* [PROVIDED PASSAGE]
'''

Sarah-Quita Offringa – 2nd Women
I sailed Cloudbreak for the first time the day before the final. But it was marginal and not comparable to what I actually sailed in the competition. Before that I had only watched the men in massive waves, and I have not been in such conditions for a while, so honestly I was having some anxiety before my heat. In a competition like this where the elements are quite extreme, it’s more about overcoming myself rather than outdoing my opponents. I went out a heat early so that I could line up with the riders in the heat before me. It gave me a good sense of where to position myself. In the first heat I feel like I eased myself into it and stayed safe. It got me through to the final where I felt like I grew in confidence. Before I knew it I was on a massive wave and the rush I felt going down the mountain was exhilarating!
Feeling the energy of the wave crashing behind me was unreal. I don’t think I felt comfortable, but the adrenaline was pumping and once I was on it, I just tried to do what I saw the guys do, stay close to the peak and ride more in the pocket. I did three turns and kicked out screaming of excitement, and I could hear everyone yelling from the boats as well. I was terrified and stoked at the same time! Coco kicked out of the wave before me and she was just beaming and that’s when I started enjoying and appreciating this chance we had to have this break all to ourselves. After that I filled up my score sheet with two smaller waves and then waited out back for a big set. Unfortunately I was not in the right position for the first waves of the last set that came through right at the end of the heat, the other girls caught those waves and I saw that Sarah Hauser did 3 amazing hits on the wave. I felt a bit gutted at that moment, but then I looked over and saw I was actually in the right spot to catch the biggest waves of that set. I had a massive opportunity! Sadly, the size scared me and I let those waves go. I think this is going to be one of my biggest regrets in competition. I had a huge opportunity handed to me but I froze. The wave behind it was even bigger and already breaking so I bailed and dove under. And that was the heat over.

'''

* [INFORMATION SUPPLIED]
'''

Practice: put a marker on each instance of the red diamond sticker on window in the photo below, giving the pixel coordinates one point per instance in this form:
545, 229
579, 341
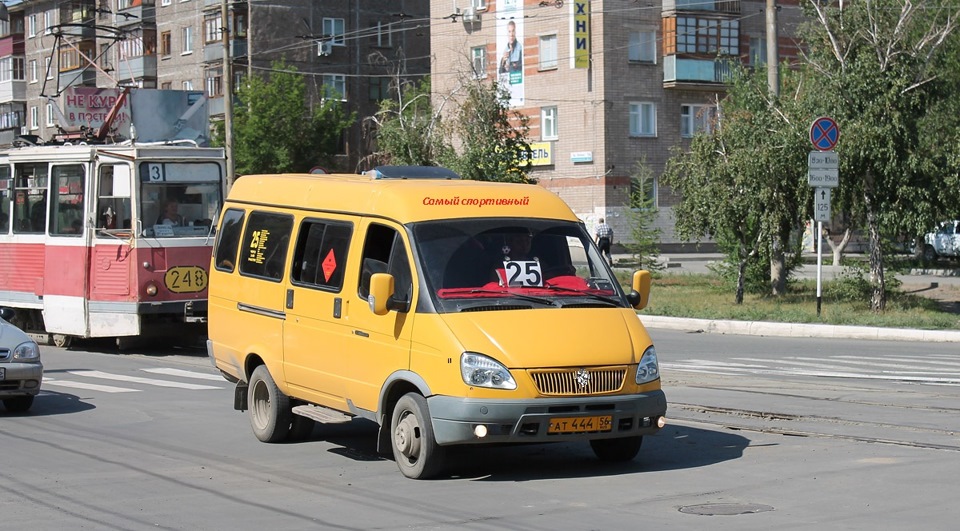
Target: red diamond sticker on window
329, 266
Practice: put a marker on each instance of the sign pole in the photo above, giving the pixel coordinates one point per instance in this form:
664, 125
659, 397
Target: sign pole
819, 265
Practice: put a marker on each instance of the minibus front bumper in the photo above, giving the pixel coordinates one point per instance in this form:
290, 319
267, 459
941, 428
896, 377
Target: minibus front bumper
483, 421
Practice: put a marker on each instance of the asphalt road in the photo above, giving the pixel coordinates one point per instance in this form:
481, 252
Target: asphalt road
765, 433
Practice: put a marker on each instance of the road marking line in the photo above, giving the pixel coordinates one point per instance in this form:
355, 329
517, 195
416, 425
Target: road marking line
186, 374
137, 379
87, 386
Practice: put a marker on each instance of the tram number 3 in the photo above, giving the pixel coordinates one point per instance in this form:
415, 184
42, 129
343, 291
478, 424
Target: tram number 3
185, 279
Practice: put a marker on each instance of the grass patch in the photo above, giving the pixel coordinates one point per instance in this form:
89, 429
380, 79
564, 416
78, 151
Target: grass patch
843, 303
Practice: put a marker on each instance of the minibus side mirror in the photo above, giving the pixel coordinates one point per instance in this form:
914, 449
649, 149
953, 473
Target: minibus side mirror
640, 295
381, 289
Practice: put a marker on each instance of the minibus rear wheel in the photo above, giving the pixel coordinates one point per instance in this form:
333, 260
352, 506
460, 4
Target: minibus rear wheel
270, 413
414, 446
617, 450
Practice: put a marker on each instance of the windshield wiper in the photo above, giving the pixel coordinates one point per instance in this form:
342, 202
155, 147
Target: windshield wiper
608, 300
504, 293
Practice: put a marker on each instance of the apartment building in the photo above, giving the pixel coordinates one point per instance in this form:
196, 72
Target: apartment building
351, 50
606, 83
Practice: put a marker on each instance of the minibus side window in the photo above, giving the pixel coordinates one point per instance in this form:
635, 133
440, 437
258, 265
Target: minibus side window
228, 240
384, 252
265, 243
321, 254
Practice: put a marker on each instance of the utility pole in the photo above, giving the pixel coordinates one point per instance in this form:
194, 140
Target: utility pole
773, 50
227, 90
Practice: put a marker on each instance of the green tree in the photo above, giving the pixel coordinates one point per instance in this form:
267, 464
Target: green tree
409, 131
645, 236
493, 138
876, 68
275, 130
743, 183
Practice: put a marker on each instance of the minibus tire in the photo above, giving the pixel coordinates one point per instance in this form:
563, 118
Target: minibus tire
415, 448
617, 450
270, 413
18, 404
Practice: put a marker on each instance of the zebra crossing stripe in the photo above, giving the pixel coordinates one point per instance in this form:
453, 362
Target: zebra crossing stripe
88, 386
187, 374
137, 379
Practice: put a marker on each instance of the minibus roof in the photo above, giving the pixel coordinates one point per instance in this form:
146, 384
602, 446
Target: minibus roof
404, 199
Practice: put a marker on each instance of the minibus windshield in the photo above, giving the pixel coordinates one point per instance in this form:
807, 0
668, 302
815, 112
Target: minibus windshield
532, 263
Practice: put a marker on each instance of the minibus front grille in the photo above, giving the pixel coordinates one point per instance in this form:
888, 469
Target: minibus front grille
580, 381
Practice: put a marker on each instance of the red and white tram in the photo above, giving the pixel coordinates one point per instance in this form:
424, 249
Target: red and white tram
108, 240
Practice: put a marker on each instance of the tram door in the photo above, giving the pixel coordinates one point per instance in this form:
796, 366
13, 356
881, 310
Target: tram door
66, 251
112, 295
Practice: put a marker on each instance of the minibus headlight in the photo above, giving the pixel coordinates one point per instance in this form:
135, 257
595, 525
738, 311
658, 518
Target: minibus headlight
649, 369
483, 371
27, 351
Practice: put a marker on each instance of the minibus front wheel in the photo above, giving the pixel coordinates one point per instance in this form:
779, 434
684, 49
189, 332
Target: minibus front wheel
414, 446
270, 413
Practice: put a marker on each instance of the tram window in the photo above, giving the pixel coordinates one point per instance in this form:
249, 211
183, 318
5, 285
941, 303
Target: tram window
30, 198
66, 218
113, 197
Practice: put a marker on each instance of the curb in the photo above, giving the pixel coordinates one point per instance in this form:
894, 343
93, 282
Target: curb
758, 328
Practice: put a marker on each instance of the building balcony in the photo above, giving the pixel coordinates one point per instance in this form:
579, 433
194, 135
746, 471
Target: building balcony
78, 77
12, 45
682, 72
213, 52
11, 91
710, 6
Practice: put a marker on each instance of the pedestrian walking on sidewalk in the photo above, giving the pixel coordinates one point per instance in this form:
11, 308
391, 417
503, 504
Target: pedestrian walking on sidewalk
604, 237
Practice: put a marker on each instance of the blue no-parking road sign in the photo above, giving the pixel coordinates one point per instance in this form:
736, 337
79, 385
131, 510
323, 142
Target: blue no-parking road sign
824, 133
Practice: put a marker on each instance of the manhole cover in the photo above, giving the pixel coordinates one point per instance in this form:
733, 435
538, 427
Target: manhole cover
725, 509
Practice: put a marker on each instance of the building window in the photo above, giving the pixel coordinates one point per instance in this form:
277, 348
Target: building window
758, 51
166, 44
186, 38
479, 57
333, 29
707, 36
696, 118
214, 77
643, 119
642, 47
49, 19
212, 28
548, 52
11, 68
379, 88
335, 87
383, 35
549, 128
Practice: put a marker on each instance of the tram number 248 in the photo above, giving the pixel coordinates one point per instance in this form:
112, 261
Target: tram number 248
185, 279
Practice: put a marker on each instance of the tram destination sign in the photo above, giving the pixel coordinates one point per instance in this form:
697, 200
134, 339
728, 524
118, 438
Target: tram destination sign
823, 169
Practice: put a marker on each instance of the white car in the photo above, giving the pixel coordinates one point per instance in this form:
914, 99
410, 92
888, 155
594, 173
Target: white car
945, 241
20, 369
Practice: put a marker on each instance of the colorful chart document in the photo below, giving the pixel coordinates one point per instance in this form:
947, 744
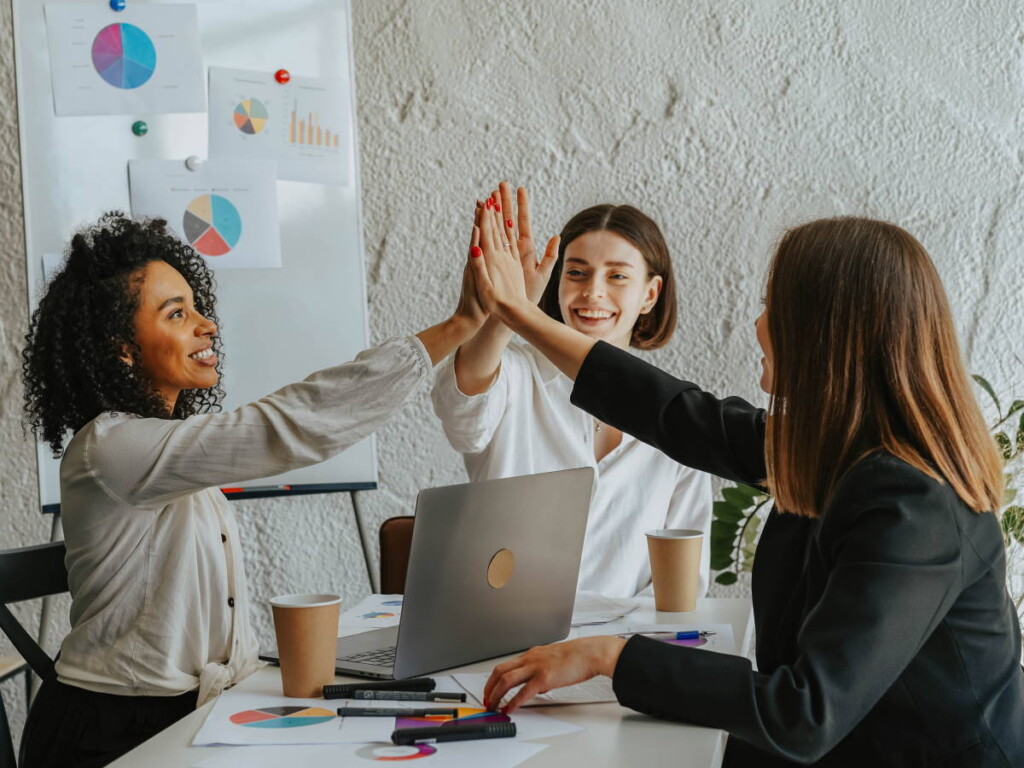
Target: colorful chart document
304, 124
502, 753
226, 210
142, 59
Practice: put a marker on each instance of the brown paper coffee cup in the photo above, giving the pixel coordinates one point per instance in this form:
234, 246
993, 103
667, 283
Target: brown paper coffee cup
307, 636
675, 567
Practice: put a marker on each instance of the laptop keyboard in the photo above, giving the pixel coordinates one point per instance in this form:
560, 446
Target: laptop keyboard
375, 657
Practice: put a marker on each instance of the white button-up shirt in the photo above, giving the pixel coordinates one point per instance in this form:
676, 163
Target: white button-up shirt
525, 424
159, 598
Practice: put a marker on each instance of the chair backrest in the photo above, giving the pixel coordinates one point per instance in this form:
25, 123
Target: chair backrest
27, 573
6, 742
396, 541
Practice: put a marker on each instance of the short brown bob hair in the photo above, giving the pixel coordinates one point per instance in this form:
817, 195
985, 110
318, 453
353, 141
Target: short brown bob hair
866, 357
655, 328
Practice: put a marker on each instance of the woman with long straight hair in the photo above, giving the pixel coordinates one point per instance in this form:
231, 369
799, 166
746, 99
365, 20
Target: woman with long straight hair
885, 632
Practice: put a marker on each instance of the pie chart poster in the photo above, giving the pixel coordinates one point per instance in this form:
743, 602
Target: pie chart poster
142, 59
225, 209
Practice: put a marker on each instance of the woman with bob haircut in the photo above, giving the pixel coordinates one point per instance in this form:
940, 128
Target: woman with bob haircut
123, 354
885, 632
506, 409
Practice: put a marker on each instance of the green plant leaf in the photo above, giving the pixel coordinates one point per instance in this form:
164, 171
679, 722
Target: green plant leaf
722, 546
737, 498
726, 512
721, 564
1006, 448
988, 388
1013, 523
751, 535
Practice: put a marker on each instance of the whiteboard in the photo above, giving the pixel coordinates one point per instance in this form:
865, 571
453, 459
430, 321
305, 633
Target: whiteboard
278, 326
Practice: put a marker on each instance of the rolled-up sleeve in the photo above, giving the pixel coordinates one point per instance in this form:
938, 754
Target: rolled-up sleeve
148, 461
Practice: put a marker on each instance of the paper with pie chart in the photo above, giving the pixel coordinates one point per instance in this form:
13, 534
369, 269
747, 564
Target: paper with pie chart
142, 59
501, 753
226, 210
305, 124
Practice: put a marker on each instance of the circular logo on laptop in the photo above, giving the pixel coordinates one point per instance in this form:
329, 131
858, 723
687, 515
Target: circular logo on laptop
501, 567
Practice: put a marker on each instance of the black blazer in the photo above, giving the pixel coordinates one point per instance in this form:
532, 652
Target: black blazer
885, 633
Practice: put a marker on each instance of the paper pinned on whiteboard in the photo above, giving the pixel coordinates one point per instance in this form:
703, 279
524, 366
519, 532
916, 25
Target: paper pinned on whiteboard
226, 210
144, 58
303, 124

'''

* [TASK 1] Please reproduce the Cloudbreak account word for word, between "Sarah-Quita Offringa –" and "mountain was exhilarating!", inclusive.
* [TASK 2] Resume the Cloudbreak account after its final sentence and carry the story on from there.

* [EXERCISE RESULT 1]
Sarah-Quita Offringa – 2nd Women
I sailed Cloudbreak for the first time the day before the final. But it was marginal and not comparable to what I actually sailed in the competition. Before that I had only watched the men in massive waves, and I have not been in such conditions for a while, so honestly I was having some anxiety before my heat. In a competition like this where the elements are quite extreme, it’s more about overcoming myself rather than outdoing my opponents. I went out a heat early so that I could line up with the riders in the heat before me. It gave me a good sense of where to position myself. In the first heat I feel like I eased myself into it and stayed safe. It got me through to the final where I felt like I grew in confidence. Before I knew it I was on a massive wave and the rush I felt going down the mountain was exhilarating!

* [EXERCISE RESULT 2]
I only sailed my 5.0 Combat and 88-litre Hyper. I had a quad set-up with 9 cm front fins and 14 cm rear fins. It’s quite a big board, but the wind got lighter and lighter, so in the end the extra litres were really helpful.
My tactics were I just told myself to not waste time on the smaller waves and be patient to catch the bigger waves. Once I was out there and after catching some waves, I felt more relaxed and comfortable and eventually I was just very excited and grateful to be out there with only 4 other women in the lineup. And after catching my first big wave I was elated. It was a very special feeling being out there.
The location already is iconic. Cloudbreak allowed riders to display windsurf wave riding at its absolute best. Some riders that have been flying low on the radar were shining at this event. It was a mission to go out 20 km to the break, but once there in the middle of nowhere it felt really epic watching everyone’s performance. I think the images we have from this event will go down as some of the best ever in windsurfing.
We’ve had about 3 events for the unified wave tour and I’m excited to see after the Canarian leg what the rankings will look like, as we will have then integrated pretty much all the riders.